WHAT YOU WILL DO: Can you format the lines starting at the beginning of the records and ending with the line that contains "x=326, y=179", both included, as a JSON list of strings with one string per line, skipping blank lines and leaving out the pictures?

Data records:
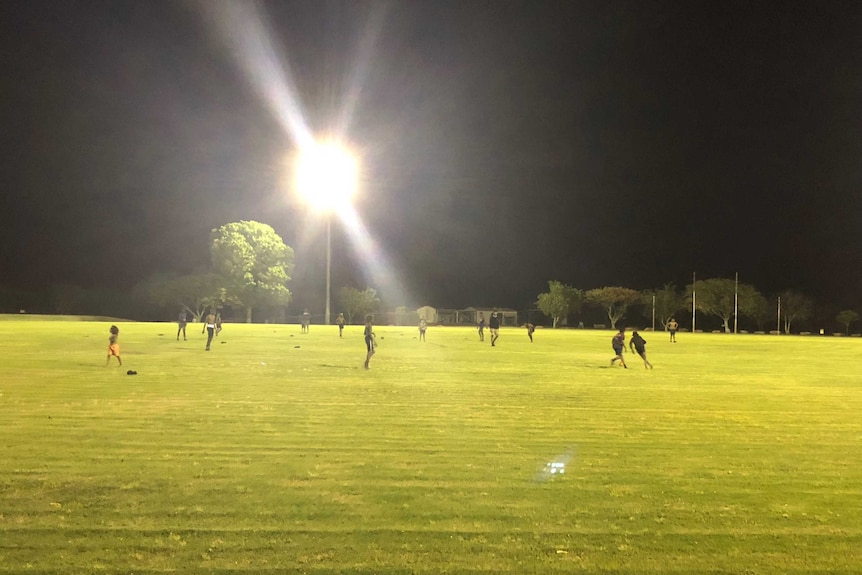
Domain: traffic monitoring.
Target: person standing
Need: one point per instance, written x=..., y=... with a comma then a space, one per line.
x=209, y=327
x=637, y=343
x=494, y=325
x=369, y=338
x=114, y=346
x=182, y=320
x=672, y=326
x=618, y=342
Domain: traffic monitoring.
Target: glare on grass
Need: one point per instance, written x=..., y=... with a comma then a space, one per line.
x=326, y=175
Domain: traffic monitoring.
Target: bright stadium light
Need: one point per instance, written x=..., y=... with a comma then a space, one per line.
x=326, y=175
x=326, y=179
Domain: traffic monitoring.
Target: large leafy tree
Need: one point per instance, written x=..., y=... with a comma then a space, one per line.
x=795, y=305
x=715, y=296
x=559, y=301
x=668, y=302
x=614, y=300
x=357, y=302
x=847, y=317
x=255, y=264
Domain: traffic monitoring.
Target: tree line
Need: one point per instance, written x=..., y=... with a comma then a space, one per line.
x=250, y=267
x=724, y=299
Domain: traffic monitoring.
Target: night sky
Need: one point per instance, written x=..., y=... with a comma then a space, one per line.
x=503, y=144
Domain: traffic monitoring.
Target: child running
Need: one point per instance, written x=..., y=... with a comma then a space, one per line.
x=114, y=346
x=369, y=338
x=639, y=344
x=618, y=342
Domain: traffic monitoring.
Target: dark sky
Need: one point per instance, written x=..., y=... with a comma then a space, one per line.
x=503, y=143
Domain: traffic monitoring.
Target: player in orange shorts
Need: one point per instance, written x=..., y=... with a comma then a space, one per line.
x=113, y=346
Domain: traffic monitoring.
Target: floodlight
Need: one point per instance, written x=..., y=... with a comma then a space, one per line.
x=326, y=175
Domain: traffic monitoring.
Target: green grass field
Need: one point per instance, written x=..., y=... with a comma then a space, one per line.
x=276, y=452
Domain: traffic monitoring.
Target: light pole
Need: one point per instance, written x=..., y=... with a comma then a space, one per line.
x=326, y=178
x=326, y=314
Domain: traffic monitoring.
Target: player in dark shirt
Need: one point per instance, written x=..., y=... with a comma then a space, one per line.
x=494, y=325
x=369, y=338
x=618, y=342
x=672, y=326
x=637, y=343
x=182, y=321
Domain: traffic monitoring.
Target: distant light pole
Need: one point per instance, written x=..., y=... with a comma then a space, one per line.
x=326, y=178
x=735, y=300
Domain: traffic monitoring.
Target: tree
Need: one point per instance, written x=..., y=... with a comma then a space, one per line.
x=847, y=317
x=254, y=262
x=356, y=302
x=668, y=301
x=615, y=301
x=715, y=296
x=560, y=301
x=194, y=292
x=795, y=305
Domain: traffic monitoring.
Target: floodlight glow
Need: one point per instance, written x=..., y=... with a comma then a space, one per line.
x=326, y=175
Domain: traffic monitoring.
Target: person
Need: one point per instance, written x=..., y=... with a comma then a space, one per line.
x=637, y=343
x=494, y=325
x=618, y=342
x=369, y=338
x=672, y=326
x=182, y=320
x=209, y=327
x=114, y=346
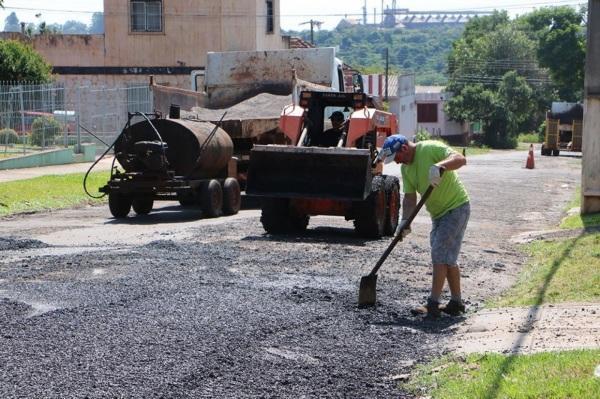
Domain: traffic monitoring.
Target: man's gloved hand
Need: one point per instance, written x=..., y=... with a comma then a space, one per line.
x=435, y=175
x=403, y=228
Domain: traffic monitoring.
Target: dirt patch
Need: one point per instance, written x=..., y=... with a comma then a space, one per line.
x=529, y=330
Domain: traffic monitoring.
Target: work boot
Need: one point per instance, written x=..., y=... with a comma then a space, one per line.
x=430, y=309
x=453, y=308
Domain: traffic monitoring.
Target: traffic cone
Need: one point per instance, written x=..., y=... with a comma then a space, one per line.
x=530, y=162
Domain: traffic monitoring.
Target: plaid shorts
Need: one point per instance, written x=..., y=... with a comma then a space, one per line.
x=447, y=234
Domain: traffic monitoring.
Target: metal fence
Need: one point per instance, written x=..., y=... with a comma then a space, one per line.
x=37, y=117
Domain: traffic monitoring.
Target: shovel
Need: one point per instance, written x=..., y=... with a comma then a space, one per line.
x=367, y=294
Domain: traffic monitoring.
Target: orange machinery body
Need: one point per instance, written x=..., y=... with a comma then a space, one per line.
x=360, y=122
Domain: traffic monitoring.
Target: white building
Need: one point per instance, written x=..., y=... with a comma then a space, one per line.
x=432, y=117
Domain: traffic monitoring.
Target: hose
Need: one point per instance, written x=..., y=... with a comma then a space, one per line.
x=115, y=158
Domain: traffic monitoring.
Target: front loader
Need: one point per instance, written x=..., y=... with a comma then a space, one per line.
x=302, y=179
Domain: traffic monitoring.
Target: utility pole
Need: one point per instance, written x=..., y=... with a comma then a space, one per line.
x=312, y=23
x=387, y=72
x=590, y=170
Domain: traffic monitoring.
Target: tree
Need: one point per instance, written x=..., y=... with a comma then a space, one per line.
x=97, y=25
x=489, y=76
x=11, y=23
x=74, y=27
x=560, y=40
x=20, y=62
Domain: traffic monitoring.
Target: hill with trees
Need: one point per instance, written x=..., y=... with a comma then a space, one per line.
x=422, y=51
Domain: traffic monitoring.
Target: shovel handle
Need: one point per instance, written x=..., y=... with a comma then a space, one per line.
x=398, y=237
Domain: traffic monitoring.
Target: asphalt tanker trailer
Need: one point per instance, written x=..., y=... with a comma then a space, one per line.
x=173, y=159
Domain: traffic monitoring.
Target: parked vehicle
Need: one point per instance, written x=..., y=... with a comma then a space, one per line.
x=300, y=180
x=173, y=159
x=564, y=128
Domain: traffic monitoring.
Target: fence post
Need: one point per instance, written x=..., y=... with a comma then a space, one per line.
x=22, y=117
x=78, y=150
x=65, y=119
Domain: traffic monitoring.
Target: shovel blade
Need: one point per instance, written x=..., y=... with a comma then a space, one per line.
x=367, y=294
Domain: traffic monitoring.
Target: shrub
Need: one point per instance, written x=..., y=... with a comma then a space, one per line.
x=8, y=136
x=43, y=131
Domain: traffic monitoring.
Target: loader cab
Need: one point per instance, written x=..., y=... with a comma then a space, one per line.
x=320, y=106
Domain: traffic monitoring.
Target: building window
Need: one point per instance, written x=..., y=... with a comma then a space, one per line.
x=426, y=113
x=270, y=17
x=146, y=16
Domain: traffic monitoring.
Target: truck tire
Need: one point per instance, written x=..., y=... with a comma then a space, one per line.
x=277, y=217
x=212, y=199
x=119, y=205
x=370, y=217
x=392, y=209
x=232, y=198
x=142, y=206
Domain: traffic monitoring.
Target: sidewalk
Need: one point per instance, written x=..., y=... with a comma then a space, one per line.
x=29, y=173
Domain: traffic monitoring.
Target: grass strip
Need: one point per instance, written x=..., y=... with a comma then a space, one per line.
x=50, y=192
x=559, y=271
x=543, y=375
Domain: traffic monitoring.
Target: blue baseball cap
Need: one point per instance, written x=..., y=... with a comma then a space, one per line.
x=391, y=146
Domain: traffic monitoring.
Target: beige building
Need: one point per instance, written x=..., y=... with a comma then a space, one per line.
x=164, y=38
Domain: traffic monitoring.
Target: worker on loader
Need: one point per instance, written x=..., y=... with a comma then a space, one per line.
x=331, y=137
x=433, y=163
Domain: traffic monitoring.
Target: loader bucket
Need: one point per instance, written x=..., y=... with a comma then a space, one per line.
x=309, y=172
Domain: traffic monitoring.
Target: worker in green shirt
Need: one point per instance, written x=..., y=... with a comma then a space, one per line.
x=433, y=163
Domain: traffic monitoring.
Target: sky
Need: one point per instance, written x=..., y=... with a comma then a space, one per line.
x=293, y=12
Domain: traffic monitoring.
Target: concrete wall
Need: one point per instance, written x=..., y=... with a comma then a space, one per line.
x=590, y=180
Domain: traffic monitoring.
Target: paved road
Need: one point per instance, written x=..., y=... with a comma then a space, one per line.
x=172, y=305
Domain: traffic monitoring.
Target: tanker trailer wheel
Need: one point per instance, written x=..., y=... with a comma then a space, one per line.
x=232, y=198
x=142, y=206
x=119, y=205
x=278, y=218
x=370, y=217
x=212, y=199
x=392, y=210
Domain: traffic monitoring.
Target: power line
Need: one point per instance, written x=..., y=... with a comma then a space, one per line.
x=357, y=14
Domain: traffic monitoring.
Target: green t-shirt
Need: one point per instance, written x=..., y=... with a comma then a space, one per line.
x=449, y=194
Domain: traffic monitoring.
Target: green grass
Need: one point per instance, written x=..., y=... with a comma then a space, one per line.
x=494, y=376
x=559, y=271
x=49, y=192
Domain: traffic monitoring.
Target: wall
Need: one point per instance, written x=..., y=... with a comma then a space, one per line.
x=191, y=28
x=443, y=127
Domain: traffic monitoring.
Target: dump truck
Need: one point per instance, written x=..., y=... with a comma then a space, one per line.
x=564, y=128
x=303, y=179
x=173, y=159
x=254, y=86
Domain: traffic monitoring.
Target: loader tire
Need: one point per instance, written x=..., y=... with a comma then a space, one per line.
x=370, y=217
x=392, y=209
x=142, y=206
x=119, y=205
x=277, y=217
x=232, y=198
x=212, y=199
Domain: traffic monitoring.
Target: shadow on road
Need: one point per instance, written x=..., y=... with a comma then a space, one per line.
x=528, y=324
x=318, y=235
x=167, y=214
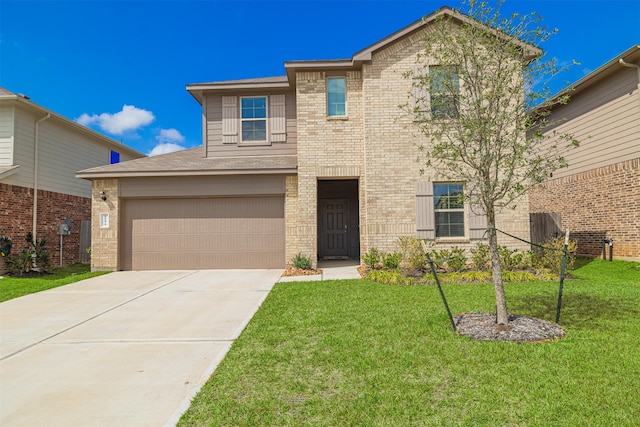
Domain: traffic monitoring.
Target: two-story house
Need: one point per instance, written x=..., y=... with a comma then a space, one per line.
x=40, y=151
x=320, y=161
x=598, y=196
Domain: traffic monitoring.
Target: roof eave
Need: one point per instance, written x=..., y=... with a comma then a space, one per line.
x=204, y=172
x=196, y=90
x=631, y=54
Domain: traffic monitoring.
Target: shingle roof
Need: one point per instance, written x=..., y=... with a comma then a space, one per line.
x=193, y=162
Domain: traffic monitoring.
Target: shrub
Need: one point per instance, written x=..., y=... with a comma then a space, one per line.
x=391, y=260
x=301, y=262
x=35, y=256
x=480, y=256
x=18, y=263
x=5, y=246
x=439, y=257
x=413, y=256
x=389, y=277
x=506, y=254
x=372, y=258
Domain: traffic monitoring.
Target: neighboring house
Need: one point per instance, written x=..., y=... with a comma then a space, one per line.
x=320, y=161
x=598, y=196
x=39, y=154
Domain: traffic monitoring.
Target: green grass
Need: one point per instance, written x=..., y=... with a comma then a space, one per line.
x=360, y=353
x=14, y=287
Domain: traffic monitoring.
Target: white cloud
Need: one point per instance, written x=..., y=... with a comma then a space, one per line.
x=169, y=135
x=165, y=148
x=129, y=119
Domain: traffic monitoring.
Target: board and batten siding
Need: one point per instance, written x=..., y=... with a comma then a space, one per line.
x=222, y=127
x=62, y=151
x=6, y=136
x=606, y=120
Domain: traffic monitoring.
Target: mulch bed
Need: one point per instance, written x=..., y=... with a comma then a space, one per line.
x=292, y=271
x=483, y=327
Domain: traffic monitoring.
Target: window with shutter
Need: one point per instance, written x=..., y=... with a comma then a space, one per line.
x=277, y=120
x=229, y=119
x=425, y=221
x=448, y=208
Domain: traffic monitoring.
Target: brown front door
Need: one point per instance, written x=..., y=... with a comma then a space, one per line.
x=334, y=236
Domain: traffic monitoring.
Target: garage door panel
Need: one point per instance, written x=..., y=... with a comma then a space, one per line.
x=239, y=232
x=211, y=242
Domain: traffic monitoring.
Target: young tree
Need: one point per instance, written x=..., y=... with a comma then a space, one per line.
x=475, y=86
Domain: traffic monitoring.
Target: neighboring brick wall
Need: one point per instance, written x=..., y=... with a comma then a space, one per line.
x=16, y=213
x=597, y=204
x=104, y=241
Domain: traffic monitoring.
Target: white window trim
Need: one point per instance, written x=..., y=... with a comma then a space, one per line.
x=104, y=220
x=346, y=112
x=465, y=217
x=266, y=120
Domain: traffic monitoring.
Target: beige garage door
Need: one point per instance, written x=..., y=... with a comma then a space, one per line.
x=223, y=232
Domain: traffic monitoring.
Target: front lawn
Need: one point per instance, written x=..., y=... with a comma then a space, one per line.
x=14, y=287
x=359, y=353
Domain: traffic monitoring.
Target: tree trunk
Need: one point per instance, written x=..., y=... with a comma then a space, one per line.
x=502, y=316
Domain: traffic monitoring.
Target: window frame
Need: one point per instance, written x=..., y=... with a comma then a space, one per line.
x=264, y=119
x=462, y=210
x=344, y=94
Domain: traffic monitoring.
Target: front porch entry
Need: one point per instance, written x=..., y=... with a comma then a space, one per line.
x=338, y=219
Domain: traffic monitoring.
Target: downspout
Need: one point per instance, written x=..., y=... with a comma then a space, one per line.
x=35, y=174
x=630, y=65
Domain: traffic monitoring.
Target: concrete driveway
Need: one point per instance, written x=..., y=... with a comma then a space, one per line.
x=125, y=349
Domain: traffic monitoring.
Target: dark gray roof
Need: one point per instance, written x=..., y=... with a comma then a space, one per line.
x=193, y=162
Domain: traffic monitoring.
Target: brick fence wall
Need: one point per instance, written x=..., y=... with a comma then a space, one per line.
x=16, y=219
x=597, y=204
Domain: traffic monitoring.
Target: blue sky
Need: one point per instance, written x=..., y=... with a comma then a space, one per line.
x=121, y=67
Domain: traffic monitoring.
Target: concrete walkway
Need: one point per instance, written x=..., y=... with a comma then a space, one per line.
x=123, y=349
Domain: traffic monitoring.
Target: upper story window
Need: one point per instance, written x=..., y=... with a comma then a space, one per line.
x=449, y=209
x=254, y=119
x=444, y=92
x=336, y=96
x=114, y=157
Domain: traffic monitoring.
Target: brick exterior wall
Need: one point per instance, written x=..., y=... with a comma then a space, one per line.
x=104, y=244
x=597, y=204
x=16, y=213
x=375, y=144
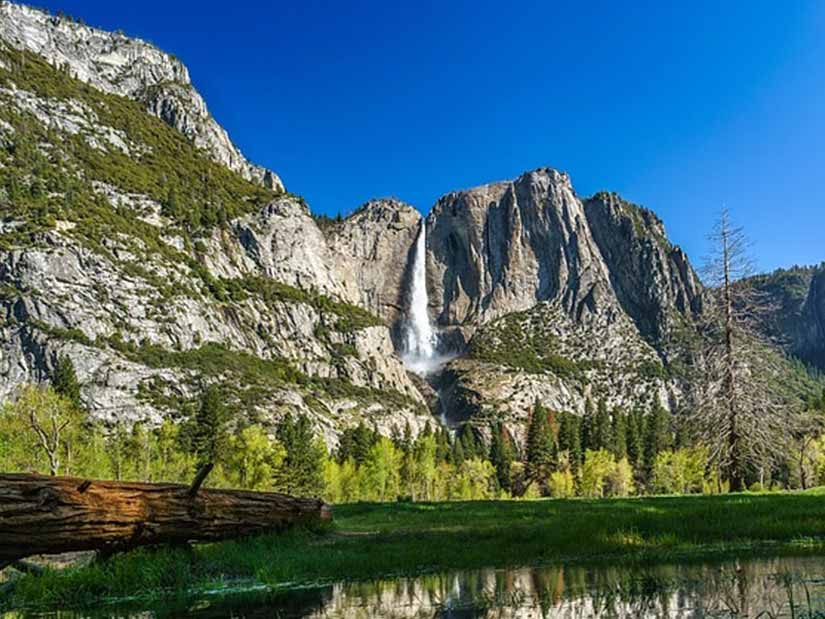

THE REPLY:
[
  "Domain: traffic monitoring.",
  "Target: person standing",
  "Need: one point per instance, written x=..., y=... with a comma then a space, one per line.",
  "x=209, y=327",
  "x=637, y=343",
  "x=494, y=325",
  "x=369, y=338",
  "x=114, y=346",
  "x=182, y=320",
  "x=672, y=326",
  "x=618, y=342",
  "Domain: traffic monitoring.",
  "Target: glare on grass",
  "Need: one point per instance, written x=..., y=... with a comma then a space, one per line.",
  "x=326, y=175",
  "Domain: traffic monitoring.",
  "Target: bright stadium light",
  "Need: one point per instance, written x=..., y=... with a comma then a space, one per line.",
  "x=326, y=175",
  "x=326, y=179"
]